Show every line below that contains the word "black", copying each one in full; case counts.

==============================

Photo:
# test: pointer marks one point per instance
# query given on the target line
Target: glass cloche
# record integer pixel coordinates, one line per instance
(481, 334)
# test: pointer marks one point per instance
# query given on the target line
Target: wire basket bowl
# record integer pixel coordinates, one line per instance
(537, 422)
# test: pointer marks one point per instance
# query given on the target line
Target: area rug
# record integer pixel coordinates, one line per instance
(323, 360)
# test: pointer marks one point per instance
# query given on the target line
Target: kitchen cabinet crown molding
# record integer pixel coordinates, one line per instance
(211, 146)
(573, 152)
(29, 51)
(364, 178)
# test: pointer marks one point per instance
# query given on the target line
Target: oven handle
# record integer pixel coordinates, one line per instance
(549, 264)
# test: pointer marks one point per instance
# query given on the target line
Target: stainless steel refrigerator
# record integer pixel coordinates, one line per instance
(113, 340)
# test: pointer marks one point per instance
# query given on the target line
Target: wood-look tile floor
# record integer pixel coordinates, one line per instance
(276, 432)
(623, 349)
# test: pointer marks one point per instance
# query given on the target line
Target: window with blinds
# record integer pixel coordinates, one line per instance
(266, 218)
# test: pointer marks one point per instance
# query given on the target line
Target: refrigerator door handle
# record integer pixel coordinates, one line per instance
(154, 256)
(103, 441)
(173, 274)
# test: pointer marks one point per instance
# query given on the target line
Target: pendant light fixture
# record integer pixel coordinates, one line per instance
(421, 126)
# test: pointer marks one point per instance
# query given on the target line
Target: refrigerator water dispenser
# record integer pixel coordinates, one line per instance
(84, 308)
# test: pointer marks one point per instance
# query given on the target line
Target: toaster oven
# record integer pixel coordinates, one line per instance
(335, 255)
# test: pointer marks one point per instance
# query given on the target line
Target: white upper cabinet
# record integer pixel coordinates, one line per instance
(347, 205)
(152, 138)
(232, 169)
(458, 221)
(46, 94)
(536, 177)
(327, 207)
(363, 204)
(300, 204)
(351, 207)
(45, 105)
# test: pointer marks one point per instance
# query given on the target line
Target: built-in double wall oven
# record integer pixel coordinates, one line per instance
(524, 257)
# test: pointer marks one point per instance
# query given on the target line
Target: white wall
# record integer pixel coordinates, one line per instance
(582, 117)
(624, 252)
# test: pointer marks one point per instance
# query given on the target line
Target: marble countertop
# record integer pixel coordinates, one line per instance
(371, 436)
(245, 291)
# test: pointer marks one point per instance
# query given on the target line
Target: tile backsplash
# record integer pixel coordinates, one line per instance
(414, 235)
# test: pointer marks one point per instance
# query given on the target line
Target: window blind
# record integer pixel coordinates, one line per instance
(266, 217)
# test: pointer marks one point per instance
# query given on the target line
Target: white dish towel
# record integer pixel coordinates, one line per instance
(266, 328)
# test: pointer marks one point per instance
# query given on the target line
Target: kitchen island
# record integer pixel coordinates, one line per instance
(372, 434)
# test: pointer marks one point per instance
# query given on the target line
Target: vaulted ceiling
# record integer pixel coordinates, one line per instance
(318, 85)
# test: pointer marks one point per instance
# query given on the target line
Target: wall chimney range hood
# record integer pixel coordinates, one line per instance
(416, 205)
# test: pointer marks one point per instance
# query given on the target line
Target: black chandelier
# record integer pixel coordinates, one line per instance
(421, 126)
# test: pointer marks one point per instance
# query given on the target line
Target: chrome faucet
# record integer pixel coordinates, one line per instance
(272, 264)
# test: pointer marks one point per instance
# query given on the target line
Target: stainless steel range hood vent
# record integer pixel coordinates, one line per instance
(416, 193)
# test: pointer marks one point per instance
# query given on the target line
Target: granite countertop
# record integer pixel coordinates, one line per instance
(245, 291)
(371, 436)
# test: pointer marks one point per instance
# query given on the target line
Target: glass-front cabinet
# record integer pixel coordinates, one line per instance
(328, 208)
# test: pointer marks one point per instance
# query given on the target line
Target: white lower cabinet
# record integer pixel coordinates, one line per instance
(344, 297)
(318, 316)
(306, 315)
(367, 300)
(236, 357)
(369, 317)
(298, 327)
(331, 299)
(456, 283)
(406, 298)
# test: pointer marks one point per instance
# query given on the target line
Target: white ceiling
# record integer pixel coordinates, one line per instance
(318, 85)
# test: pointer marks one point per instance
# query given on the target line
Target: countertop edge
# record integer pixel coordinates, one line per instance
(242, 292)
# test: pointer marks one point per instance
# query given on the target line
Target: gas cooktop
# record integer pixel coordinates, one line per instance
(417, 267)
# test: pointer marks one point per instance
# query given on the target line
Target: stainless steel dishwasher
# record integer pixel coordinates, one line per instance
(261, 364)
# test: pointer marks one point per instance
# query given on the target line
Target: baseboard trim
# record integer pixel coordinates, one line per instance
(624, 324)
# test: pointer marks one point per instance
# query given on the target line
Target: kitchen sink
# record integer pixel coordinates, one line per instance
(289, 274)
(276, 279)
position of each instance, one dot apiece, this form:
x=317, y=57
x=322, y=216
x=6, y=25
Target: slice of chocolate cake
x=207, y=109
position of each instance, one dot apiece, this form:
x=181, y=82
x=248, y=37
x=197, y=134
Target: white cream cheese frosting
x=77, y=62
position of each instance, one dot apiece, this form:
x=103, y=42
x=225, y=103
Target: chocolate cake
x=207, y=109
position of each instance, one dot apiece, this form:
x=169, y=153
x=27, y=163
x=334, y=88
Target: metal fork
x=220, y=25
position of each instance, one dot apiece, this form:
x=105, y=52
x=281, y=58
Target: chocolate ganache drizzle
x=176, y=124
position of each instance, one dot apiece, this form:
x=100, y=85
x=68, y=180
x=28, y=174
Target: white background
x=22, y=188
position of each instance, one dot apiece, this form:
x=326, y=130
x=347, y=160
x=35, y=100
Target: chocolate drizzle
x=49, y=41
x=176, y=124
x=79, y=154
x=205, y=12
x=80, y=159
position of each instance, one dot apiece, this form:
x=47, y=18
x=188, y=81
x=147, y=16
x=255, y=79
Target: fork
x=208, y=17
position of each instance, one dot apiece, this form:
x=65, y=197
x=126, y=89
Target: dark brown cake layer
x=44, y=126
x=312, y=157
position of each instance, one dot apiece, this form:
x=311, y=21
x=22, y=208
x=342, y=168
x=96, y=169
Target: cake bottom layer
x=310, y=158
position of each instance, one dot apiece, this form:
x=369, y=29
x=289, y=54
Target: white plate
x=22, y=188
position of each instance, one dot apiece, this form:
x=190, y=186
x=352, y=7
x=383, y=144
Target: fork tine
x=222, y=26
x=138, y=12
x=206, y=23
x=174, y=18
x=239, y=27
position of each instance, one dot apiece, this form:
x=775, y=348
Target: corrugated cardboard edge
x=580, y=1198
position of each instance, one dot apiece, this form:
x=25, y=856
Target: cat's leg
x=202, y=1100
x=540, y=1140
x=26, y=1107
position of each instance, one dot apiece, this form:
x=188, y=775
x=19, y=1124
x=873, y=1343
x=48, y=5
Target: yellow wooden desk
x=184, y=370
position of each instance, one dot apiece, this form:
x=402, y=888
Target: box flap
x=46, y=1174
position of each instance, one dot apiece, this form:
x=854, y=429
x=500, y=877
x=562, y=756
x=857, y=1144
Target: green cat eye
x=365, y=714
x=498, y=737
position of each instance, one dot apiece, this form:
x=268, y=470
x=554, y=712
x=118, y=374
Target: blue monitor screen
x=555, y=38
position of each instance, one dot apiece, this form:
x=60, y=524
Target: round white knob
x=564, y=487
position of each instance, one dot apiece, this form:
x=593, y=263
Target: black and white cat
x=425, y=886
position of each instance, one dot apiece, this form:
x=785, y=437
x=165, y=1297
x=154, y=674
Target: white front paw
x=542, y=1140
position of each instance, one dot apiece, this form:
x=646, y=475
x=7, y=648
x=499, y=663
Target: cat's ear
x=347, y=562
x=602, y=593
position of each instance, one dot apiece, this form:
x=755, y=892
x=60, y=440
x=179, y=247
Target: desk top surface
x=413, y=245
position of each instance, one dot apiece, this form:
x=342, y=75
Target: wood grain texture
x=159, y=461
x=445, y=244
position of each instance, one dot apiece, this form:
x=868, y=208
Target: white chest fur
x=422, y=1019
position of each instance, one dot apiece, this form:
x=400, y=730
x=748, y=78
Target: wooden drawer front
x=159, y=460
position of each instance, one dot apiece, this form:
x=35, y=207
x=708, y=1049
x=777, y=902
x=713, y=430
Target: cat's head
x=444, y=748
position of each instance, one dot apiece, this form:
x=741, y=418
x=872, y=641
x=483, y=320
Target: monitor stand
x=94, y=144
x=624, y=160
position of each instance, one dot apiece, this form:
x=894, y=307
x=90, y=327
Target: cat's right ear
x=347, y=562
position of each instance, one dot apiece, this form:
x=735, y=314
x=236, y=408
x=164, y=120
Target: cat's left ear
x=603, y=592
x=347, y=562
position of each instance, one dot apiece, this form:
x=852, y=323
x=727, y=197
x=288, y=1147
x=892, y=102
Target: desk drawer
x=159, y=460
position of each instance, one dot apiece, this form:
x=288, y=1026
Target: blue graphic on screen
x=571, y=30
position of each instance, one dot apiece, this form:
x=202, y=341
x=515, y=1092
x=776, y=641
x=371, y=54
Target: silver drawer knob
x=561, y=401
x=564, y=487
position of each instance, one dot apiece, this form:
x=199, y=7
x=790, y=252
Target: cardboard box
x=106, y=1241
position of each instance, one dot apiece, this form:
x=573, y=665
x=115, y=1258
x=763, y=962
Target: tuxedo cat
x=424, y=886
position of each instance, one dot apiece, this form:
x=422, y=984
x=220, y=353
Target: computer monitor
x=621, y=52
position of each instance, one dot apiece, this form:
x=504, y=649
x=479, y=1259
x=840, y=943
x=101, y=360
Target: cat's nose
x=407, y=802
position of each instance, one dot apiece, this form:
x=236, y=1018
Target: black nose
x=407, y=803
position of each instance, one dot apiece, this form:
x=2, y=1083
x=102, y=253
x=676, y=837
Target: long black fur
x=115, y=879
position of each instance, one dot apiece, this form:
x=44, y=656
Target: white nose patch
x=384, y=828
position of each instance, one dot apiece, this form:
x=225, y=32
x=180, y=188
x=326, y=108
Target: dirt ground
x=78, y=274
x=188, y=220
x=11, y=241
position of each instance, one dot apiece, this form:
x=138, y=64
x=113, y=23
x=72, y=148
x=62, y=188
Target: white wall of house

==============================

# Solution for this exercise
Target: black chandelier
Target: black and white cat
Target: black nose
Target: long black fur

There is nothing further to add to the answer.